#### PROBLEM REQUIREMENTS:
State how many lines in the items below contain the string "facade", matching case exactly. Reply with the number only.
*** PROVIDED DATA ***
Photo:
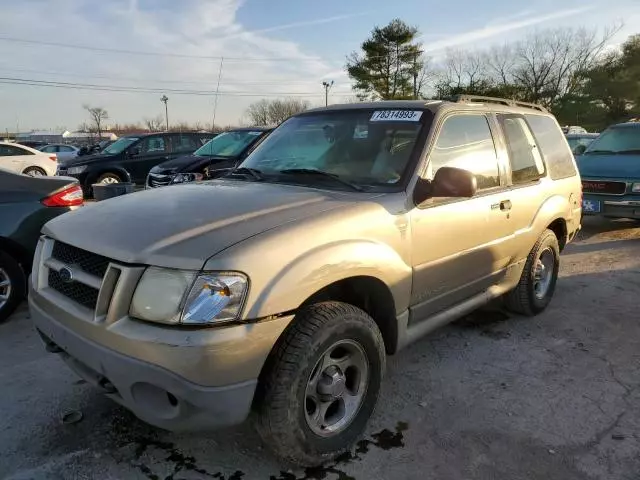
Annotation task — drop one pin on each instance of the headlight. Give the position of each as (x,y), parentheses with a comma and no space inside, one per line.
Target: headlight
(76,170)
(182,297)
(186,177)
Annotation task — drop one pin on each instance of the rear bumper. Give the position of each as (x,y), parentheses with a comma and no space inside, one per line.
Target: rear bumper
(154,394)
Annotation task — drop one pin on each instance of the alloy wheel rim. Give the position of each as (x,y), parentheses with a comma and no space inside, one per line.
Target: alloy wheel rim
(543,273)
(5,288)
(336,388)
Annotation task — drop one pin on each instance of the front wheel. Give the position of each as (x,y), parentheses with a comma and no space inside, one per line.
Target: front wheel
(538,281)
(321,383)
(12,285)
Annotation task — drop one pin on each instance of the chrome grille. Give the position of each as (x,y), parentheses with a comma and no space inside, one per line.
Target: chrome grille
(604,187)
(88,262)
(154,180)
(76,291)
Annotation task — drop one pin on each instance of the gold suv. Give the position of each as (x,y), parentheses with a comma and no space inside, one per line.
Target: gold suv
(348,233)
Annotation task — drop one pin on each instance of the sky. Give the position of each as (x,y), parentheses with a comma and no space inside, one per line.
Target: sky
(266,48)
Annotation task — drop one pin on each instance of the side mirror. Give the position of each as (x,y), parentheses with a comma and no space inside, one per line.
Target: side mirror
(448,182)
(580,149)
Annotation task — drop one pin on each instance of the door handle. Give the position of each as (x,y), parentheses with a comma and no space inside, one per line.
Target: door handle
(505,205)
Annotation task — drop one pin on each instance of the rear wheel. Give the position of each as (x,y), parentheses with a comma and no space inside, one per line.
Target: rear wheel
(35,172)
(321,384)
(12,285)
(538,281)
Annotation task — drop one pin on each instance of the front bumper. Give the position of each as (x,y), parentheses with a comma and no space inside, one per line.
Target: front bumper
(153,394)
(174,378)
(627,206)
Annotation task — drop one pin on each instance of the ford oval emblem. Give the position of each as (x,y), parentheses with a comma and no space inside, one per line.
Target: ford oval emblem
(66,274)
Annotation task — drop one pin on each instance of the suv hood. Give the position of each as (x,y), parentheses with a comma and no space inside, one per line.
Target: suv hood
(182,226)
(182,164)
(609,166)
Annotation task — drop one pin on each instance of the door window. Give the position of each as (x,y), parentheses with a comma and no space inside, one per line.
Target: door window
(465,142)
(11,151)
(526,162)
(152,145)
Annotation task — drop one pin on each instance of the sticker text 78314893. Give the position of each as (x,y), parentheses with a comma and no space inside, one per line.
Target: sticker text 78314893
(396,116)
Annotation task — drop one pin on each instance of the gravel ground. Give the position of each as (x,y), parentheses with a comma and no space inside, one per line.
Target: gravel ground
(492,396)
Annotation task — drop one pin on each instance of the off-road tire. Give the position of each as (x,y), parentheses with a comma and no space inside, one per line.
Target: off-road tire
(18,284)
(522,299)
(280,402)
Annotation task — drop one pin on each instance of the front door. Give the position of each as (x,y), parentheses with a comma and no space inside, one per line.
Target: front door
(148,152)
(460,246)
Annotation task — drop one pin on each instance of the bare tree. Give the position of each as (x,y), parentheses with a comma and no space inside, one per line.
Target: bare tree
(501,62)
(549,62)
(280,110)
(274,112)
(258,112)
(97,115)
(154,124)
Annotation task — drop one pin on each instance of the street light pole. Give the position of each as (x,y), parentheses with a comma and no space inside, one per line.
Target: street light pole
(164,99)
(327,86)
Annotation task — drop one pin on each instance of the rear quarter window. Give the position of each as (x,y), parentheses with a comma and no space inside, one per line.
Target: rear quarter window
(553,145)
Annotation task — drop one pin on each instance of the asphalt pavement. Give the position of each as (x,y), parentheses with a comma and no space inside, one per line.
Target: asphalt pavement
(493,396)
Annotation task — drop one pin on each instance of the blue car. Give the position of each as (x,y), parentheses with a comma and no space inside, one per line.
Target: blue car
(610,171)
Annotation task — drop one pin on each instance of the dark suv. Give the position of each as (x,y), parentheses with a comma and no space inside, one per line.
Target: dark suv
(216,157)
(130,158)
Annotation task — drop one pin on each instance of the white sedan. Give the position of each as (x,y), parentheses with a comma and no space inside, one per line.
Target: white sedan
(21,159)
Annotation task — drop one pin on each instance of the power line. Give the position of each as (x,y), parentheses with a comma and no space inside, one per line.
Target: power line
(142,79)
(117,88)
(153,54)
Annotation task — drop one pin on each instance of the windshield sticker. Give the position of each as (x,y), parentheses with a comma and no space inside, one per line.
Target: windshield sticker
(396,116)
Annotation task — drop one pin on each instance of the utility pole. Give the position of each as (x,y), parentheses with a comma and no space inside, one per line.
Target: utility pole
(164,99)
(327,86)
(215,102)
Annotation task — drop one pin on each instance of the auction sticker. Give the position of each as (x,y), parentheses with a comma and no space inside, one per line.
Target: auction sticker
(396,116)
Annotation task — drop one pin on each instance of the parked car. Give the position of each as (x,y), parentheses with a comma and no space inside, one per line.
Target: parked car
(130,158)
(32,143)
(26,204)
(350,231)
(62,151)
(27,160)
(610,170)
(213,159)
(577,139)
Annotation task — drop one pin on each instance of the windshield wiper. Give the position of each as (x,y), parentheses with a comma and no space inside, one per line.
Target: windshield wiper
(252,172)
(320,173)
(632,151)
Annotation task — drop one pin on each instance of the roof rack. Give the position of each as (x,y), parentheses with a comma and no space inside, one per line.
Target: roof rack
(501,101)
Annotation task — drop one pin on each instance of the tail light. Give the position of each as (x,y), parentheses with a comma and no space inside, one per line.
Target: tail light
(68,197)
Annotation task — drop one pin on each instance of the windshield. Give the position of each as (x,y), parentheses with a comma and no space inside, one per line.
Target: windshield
***
*** PROVIDED DATA ***
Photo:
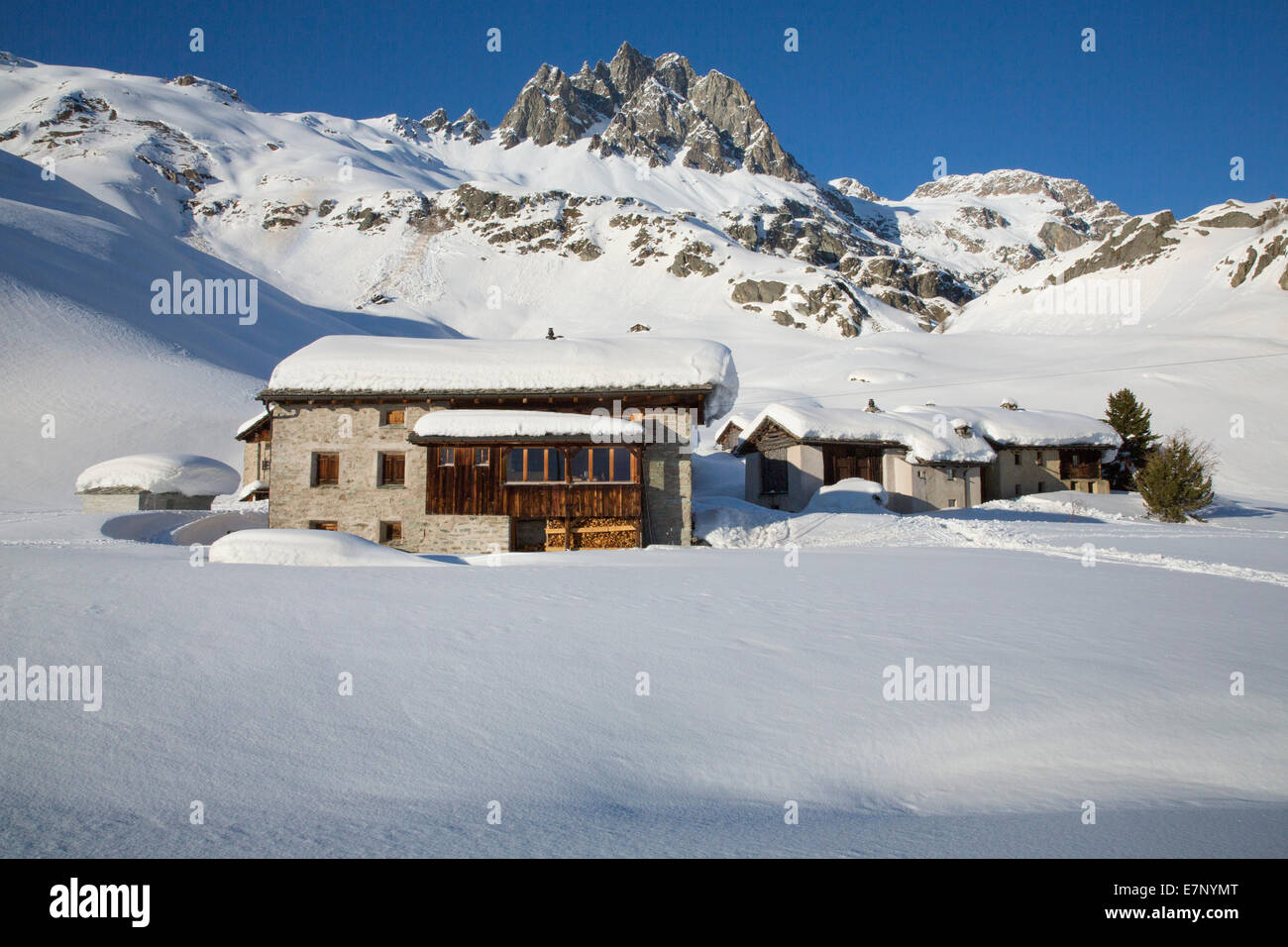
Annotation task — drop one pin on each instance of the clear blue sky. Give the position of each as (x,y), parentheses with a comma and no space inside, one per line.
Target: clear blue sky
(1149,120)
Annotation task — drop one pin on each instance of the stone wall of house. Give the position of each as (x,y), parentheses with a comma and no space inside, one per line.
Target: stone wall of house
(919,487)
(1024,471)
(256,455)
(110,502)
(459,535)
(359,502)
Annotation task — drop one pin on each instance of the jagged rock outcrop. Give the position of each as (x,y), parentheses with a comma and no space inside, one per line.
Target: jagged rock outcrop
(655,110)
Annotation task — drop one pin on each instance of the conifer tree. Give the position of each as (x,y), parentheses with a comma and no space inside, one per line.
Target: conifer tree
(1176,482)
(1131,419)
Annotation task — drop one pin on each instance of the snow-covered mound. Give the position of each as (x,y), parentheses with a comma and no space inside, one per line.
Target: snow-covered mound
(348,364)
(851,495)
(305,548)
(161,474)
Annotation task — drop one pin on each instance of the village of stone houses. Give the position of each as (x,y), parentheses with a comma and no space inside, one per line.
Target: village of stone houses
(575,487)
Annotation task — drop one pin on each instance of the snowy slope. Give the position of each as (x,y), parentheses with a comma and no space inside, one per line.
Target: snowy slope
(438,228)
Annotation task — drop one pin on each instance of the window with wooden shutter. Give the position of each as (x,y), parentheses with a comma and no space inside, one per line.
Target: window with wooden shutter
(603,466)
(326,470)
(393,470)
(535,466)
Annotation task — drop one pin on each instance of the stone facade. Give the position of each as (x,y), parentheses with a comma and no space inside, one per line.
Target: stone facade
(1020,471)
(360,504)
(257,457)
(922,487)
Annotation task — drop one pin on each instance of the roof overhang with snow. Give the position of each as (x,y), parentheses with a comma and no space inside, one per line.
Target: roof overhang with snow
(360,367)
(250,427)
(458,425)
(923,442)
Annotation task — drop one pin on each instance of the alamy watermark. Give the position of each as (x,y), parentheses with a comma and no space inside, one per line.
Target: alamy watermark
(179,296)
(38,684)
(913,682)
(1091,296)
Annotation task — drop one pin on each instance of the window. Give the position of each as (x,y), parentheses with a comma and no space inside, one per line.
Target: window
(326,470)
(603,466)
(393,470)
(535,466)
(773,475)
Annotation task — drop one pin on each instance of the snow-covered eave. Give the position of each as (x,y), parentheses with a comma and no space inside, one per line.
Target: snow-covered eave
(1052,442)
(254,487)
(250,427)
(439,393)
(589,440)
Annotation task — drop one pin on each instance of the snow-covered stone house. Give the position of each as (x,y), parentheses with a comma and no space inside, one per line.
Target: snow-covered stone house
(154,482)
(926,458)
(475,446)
***
*** PROVIDED DATA ***
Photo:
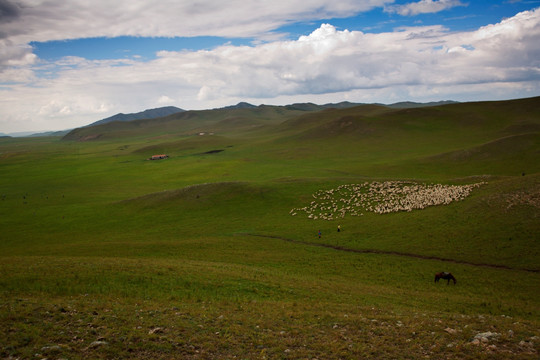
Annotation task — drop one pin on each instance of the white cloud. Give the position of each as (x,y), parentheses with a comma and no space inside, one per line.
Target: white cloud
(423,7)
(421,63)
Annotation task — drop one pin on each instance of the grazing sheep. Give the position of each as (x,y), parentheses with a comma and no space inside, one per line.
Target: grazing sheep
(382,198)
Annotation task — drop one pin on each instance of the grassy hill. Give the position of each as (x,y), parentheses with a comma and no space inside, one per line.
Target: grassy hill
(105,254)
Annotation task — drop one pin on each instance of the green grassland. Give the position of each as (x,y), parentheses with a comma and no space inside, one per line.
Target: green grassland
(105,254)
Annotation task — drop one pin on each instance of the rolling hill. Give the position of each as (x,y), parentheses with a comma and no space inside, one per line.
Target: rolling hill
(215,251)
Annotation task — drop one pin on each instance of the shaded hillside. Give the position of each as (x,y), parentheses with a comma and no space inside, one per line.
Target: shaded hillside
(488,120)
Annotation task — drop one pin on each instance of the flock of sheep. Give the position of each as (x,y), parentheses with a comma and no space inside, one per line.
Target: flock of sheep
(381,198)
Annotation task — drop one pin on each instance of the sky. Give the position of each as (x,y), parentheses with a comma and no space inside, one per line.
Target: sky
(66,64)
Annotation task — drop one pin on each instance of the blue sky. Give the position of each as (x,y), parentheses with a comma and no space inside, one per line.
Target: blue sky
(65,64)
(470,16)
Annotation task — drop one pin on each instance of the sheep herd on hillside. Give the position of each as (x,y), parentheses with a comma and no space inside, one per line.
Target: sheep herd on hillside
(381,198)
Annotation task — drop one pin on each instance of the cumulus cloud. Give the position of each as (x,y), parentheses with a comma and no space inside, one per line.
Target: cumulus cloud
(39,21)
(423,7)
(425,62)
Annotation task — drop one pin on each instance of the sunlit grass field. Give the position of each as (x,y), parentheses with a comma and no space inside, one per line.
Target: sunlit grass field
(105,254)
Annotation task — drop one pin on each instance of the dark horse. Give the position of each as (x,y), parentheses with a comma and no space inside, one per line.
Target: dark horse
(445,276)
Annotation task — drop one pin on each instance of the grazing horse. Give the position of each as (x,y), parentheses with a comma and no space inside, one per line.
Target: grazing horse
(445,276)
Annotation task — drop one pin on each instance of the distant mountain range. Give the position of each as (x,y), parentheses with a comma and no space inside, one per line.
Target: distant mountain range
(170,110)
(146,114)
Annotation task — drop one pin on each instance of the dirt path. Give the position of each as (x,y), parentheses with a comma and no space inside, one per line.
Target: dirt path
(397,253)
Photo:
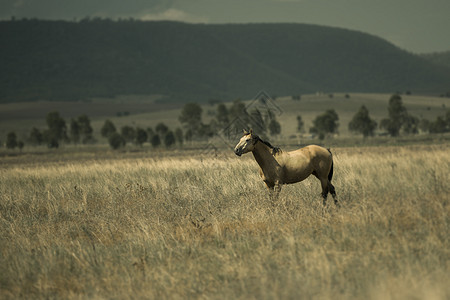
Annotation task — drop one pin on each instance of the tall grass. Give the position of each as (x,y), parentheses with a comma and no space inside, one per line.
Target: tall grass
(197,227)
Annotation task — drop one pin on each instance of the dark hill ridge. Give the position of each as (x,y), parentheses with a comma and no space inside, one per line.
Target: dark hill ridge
***
#### COMPLETED TASK:
2